- _Tasks_:
a - In the account of Jenny and Donny's nonliteracy, rewrite the paragraph beginning "Jenny and Donny, however, have never been" as a short bulleted list that keeps its main facts.
b - According to the account of Jenny and Donny, how long does it take Jenny to walk to Camp Fairwell?
c - Continue the account of Jenny and Donny's nonliteracy in an American city, starting after its final sentence.

- _Selected passage_:
++++++++++++++++++++

Nonliterate in an American City

This is the story of Jenny and Donny, a mother and son who are trying to learn to read and write. They live in a midwestern city in the United States of America. The city is relatively prosperous, and so are many of its residents. A major state university is situated there.
This city is not known for its crime rate or for its poor schools. In fact, it rather prides itself on its “home-town” flavor; it is commonly said that it is a great place to raise children with traditional American values. The majority of its residents were born there, grew up in one of its many neighborhoods, and intend to live and work, raise their children, and die there. Over the years, the population has spread outward to create suburban neighborhoods and townships, but never at the cost seen in other big cities. The city, itself, still includes prosperous and professional families as well as working class ones. During the year, traditional “festivals” bring the suburban residents into the city center to celebrate with their city-dwelling neighbors. People from outlying rural areas and smaller towns regularly trek into the city to shop in its many “upscale” department stores or to sample one of the many cultural activities sponsored by the city: the opera, the symphony, the theater, and the ballet.
Jenny and Donny, however, have never been to an opera or a ballet. Nor have they ever shopped in one of the upscale stores. They never travel the mile of city blocks from their home to the downtown area where these establishments can be found. There are many reasons for this, but one is that no one in the family can read well enough to use the bus line that could take them there. They could drive one of their several cars, but no one in the family can read well enough to read the street signs or store names. They can, and do, use familiar landmarks to travel by car to some locations in the city—the welfare office, the grocery store, and the veterinarian’s. Mainly, they drive out of town whenever they can, along interstates, with their numbered exits, and familiar backroads.
There is, of course, an urban poor population in this city as in all cities. It is largely made up of two ethnic minorities—African Americans and urban Appalachians, blacks and whites. Jenny and Donny are urban Appalachian. They and Big Donny and Timmy live in the central city, for the most part segregated from their African American peers. They do not live in the worst of the ghettos, a twelve-square-block nest of grinding poverty, crime, sickness, and despair. Rather, they live at the bottom of the hill upon which the university reigns, just across the interstate that separates them from densely populated Camp Fairwell, the urban Appalachian ghetto in which Jenny grew up and where her brother and other relatives still live. Camp Fairwell is close enough for her to walk—under the overpass and she’s there in twenty minutes—to use the phone when hers is cut off and the family’s cars are inoperable.

++++++++++++++++++++

- _Data provided_:
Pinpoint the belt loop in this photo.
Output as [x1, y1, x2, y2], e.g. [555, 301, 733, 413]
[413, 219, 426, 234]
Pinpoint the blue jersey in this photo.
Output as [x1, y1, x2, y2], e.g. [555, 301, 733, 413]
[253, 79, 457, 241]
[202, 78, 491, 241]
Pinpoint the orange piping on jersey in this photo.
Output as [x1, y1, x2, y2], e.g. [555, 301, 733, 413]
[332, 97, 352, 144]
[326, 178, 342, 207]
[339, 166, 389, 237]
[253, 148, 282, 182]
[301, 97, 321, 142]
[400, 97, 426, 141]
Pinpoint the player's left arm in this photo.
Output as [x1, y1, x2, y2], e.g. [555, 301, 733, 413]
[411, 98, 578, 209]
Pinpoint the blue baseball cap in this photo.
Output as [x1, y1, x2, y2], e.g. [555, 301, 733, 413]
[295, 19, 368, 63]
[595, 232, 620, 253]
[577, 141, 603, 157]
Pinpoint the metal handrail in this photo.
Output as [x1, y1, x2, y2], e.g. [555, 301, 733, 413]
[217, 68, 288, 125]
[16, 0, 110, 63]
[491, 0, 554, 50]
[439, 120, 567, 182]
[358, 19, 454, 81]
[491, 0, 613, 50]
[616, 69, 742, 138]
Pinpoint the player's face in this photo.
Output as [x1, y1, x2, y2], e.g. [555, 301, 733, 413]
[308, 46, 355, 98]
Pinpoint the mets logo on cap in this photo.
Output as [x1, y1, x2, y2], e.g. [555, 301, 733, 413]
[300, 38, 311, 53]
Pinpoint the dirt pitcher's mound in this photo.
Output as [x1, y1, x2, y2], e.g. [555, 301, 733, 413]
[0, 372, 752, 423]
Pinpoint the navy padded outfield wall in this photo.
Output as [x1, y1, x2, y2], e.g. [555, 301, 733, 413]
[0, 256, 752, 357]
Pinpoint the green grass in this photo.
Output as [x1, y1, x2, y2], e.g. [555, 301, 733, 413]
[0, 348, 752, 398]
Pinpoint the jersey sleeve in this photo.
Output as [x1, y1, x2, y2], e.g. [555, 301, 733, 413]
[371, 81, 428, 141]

++++++++++++++++++++

- _Expected results_:
a -
- Jenny and Donny have never been to an opera or a ballet or shopped in the city's upscale stores.
- They never travel the mile of city blocks from their home to downtown.
- One reason is that no one in the family can read well enough to use the bus line.
- The family has several cars, but no one can read street signs or store names.
- They drive to a few places by familiar landmarks: the welfare office, the grocery store, and the veterinarian's.
- Mostly, they drive out of town along interstates, with their numbered exits, and familiar backroads.

b - About twenty minutes, going under the overpass.

c -
Donny attends one of the city schools, just as his mother and father did before him. The school is integrated, with both African American and urban Appalachian children. He had attended one year of Head Start, at another location, and then one year of first grade. Kindergarten is not required in this city, although most children do attend. Donny did not, however, because Jenny did not know about it. Because she cannot read, she has to rely on friends to tell her about things like this, and no one told her about kindergarten.
At the beginning of his second-grade year, Donny could not read or write anything but his first name and, occasionally when prompted, the word the. When asked to read a nearly memorized text, he runs his finger under whole lines of print while “reading” one or two words. He is still unsure about one-third of the letters in the alphabet, reverses his b’s and d’s, and has such an aversion to reading that he will cover his eyes and exclaim, “No, no! No words for me!”
Aside from this, he is a bright, mischievous, artistically talented young boy. Polite and deferential, he is filled with ideas and his eyes gleam with humor. He loves to make things and can utilize any material—paper, string, wood, glue, glitter—in his spontaneous creations. He also loves stories, both oral ones and those read to him from books. He adores his father, loves his mother, and is careful to take care of his brother Timmy, as a big brother must. He speaks with a soft Appalachian drawl and draws upon this lively dialect to enhance his many recollections and stories.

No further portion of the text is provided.